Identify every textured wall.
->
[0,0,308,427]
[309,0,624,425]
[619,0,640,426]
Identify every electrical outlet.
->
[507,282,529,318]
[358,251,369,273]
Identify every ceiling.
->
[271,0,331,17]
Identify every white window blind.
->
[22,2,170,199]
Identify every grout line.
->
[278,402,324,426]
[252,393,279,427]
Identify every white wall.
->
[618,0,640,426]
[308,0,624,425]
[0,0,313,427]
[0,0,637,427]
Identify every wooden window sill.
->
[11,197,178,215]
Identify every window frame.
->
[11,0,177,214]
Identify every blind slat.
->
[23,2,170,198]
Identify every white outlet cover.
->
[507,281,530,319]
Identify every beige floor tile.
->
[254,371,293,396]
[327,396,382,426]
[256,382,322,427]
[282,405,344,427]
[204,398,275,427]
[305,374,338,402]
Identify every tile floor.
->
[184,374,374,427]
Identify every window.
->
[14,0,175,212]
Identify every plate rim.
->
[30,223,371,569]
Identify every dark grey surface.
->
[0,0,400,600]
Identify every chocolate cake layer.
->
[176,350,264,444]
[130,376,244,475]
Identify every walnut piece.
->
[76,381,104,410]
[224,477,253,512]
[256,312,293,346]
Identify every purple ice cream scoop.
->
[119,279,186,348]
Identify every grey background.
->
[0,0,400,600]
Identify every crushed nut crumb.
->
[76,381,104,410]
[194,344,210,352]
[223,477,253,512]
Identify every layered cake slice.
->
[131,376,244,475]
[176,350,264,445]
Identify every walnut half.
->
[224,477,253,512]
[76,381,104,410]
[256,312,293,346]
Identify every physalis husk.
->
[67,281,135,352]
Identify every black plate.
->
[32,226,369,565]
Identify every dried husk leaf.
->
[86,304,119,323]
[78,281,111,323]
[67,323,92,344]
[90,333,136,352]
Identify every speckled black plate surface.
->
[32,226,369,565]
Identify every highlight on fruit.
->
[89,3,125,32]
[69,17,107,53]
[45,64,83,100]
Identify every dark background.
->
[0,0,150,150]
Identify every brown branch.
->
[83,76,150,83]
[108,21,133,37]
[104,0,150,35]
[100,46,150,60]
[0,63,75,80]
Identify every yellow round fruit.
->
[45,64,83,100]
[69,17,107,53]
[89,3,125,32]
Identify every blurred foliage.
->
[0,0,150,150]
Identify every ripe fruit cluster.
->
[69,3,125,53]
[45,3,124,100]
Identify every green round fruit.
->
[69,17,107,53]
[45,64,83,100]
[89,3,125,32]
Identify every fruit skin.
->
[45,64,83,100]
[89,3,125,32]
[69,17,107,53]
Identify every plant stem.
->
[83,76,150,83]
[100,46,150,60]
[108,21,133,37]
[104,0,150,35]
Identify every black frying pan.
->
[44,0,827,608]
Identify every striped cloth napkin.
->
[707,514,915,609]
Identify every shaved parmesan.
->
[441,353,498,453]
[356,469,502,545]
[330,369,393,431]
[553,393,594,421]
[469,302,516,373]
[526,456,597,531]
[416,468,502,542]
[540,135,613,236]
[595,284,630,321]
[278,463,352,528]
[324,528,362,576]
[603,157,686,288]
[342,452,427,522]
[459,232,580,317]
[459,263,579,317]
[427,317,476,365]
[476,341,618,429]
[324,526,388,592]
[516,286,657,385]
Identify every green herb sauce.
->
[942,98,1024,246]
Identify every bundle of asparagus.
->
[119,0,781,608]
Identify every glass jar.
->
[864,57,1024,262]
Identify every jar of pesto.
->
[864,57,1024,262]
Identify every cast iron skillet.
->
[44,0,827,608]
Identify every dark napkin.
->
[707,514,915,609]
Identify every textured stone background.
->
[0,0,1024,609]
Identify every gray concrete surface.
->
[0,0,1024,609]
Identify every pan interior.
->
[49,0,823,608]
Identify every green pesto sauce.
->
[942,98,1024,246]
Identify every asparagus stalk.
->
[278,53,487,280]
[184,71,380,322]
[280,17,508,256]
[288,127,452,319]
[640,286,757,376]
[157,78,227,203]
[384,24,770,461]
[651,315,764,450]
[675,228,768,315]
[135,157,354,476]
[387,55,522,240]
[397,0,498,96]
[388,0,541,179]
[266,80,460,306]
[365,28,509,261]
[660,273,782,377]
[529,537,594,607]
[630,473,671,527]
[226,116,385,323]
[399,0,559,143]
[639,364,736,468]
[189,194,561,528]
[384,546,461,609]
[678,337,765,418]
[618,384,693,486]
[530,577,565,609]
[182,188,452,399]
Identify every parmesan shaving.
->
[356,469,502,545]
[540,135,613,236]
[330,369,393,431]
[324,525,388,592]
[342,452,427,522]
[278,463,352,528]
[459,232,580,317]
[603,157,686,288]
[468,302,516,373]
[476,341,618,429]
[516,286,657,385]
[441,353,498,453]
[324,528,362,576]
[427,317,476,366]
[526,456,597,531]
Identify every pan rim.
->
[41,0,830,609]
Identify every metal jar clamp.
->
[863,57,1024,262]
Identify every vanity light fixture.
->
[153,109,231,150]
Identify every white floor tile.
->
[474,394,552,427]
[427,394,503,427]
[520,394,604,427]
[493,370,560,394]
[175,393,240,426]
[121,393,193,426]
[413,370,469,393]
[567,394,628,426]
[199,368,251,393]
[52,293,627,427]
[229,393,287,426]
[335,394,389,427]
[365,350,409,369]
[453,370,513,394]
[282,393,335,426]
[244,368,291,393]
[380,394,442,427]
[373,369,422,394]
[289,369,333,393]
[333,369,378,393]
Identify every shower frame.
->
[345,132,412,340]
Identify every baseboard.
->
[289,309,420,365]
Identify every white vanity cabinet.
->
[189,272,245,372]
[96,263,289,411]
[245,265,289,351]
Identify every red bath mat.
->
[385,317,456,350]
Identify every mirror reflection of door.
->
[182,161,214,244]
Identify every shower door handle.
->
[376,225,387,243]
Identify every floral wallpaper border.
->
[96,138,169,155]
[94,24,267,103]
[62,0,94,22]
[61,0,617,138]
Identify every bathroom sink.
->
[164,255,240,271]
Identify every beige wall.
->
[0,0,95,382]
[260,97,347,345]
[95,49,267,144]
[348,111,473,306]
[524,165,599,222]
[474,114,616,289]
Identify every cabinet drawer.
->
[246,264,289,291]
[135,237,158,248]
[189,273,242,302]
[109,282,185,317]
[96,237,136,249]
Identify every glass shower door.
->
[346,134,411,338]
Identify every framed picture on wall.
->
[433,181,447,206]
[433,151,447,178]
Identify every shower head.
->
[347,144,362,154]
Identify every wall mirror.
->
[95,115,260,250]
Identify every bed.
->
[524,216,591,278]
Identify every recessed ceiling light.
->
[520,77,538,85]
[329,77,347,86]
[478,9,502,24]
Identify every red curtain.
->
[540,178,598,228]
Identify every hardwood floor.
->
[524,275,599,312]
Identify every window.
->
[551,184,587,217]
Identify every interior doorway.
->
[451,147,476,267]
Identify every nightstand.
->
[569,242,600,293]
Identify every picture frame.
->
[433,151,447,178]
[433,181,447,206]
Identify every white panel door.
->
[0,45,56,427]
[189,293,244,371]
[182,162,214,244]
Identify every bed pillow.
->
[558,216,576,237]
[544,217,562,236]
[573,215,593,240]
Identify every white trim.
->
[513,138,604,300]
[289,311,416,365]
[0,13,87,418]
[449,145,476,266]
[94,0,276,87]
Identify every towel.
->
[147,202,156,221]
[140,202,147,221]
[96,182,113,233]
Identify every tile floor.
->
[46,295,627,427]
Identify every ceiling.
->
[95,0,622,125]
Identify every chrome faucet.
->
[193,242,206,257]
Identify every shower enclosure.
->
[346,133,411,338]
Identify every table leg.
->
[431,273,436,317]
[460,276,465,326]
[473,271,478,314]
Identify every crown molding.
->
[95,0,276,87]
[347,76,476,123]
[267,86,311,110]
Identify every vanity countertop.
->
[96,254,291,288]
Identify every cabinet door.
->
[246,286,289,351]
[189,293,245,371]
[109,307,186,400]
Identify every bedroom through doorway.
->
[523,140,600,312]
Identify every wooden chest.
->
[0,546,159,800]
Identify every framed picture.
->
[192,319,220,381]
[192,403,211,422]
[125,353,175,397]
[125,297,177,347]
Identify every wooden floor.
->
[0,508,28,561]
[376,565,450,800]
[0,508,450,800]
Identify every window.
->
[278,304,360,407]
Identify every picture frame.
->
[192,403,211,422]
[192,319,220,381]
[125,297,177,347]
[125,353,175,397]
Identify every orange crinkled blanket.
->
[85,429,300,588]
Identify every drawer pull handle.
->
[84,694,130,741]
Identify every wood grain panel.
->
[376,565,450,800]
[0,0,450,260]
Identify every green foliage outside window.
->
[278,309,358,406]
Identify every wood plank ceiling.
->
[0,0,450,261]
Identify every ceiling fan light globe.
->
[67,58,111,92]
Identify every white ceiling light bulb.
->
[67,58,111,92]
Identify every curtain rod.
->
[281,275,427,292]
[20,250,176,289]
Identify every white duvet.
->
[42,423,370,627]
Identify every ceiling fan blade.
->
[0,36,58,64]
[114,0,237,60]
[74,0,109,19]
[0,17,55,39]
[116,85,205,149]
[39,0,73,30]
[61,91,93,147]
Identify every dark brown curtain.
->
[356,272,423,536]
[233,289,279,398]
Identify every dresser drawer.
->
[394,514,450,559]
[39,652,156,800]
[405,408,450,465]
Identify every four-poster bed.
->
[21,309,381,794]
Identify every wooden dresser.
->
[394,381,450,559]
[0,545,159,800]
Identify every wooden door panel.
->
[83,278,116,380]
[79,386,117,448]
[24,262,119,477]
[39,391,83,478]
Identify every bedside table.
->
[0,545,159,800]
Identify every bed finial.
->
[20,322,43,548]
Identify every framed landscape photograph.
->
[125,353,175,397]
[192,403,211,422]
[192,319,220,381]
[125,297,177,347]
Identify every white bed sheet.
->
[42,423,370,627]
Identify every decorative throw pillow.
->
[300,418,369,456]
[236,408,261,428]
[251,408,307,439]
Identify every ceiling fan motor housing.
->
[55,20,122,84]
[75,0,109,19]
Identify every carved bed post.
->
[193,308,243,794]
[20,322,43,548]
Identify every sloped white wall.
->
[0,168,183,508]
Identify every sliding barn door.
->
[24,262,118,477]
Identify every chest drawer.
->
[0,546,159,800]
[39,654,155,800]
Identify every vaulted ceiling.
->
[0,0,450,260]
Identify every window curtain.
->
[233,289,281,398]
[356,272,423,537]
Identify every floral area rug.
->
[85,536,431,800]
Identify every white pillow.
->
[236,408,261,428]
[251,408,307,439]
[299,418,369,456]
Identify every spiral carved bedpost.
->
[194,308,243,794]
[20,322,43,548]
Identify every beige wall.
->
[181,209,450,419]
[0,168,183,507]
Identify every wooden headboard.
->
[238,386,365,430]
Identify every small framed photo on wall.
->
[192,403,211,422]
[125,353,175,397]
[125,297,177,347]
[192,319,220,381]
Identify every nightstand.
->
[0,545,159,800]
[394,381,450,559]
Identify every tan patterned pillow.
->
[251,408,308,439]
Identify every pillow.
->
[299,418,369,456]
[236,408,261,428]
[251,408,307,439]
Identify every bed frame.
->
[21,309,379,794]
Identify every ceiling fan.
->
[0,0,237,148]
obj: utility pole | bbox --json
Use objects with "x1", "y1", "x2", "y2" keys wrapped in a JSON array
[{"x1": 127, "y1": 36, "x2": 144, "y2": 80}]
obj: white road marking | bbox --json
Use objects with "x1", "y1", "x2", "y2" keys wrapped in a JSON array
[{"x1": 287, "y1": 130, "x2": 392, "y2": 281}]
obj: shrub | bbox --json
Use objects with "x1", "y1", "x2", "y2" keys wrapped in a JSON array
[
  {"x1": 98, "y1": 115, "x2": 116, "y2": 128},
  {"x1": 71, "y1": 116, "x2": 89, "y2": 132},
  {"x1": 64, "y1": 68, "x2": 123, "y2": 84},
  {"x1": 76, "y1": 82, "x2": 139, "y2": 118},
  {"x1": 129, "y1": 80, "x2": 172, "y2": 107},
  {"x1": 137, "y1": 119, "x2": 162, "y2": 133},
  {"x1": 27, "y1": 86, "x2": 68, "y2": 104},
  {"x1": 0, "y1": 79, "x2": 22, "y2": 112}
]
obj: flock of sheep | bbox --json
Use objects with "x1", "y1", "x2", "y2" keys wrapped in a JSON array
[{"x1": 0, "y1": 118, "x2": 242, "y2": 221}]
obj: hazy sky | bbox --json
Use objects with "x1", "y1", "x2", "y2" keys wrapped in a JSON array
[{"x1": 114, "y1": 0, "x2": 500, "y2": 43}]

▶ Short problem
Give back exactly the lines running from the line containing "Identify every window curtain." through the end of the material above, both included, and nothing beyond them.

▶ The answer
Identify every window curtain.
->
[233,289,281,398]
[356,272,423,537]
Identify every floral area rug.
->
[85,536,431,800]
Identify every white pillow.
->
[236,408,261,428]
[251,408,307,439]
[299,418,369,456]
Identify every spiral carved bedpost.
->
[194,308,243,794]
[20,322,43,548]
Identify every beige wall.
->
[181,209,450,419]
[0,168,183,507]
Identify every wooden headboard.
->
[238,386,365,430]
Identify every small framed photo on wall.
->
[192,403,211,422]
[125,353,175,397]
[125,297,177,347]
[192,319,220,381]
Identify every nightstand.
->
[0,545,159,800]
[394,381,450,559]
Identify every tan patterned pillow.
->
[251,408,308,439]
Identify every pillow.
->
[299,418,369,456]
[236,408,261,428]
[251,408,307,439]
Identify every bed frame.
->
[21,309,379,794]
Identify every ceiling fan.
->
[0,0,237,148]
obj: utility pole | bbox --json
Use objects with "x1", "y1", "x2", "y2" keys wrapped in a JSON array
[{"x1": 127, "y1": 36, "x2": 144, "y2": 80}]
obj: white road marking | bbox --json
Use objects with "x1", "y1", "x2", "y2" keys wrapped in a JSON array
[{"x1": 287, "y1": 130, "x2": 392, "y2": 281}]
obj: shrub | bbox --json
Use objects with "x1", "y1", "x2", "y2" keys wrapped in a JSON array
[
  {"x1": 98, "y1": 115, "x2": 116, "y2": 128},
  {"x1": 71, "y1": 116, "x2": 89, "y2": 132},
  {"x1": 64, "y1": 68, "x2": 123, "y2": 84},
  {"x1": 76, "y1": 82, "x2": 139, "y2": 118},
  {"x1": 129, "y1": 80, "x2": 172, "y2": 107},
  {"x1": 137, "y1": 119, "x2": 162, "y2": 133},
  {"x1": 27, "y1": 86, "x2": 68, "y2": 104},
  {"x1": 0, "y1": 79, "x2": 22, "y2": 112}
]
obj: flock of sheep | bbox --json
Use objects with "x1", "y1", "x2", "y2" keys wrapped in a JSON array
[{"x1": 0, "y1": 118, "x2": 242, "y2": 221}]
obj: hazy sky | bbox --json
Use objects with "x1", "y1", "x2", "y2" keys wrapped in a JSON array
[{"x1": 114, "y1": 0, "x2": 500, "y2": 43}]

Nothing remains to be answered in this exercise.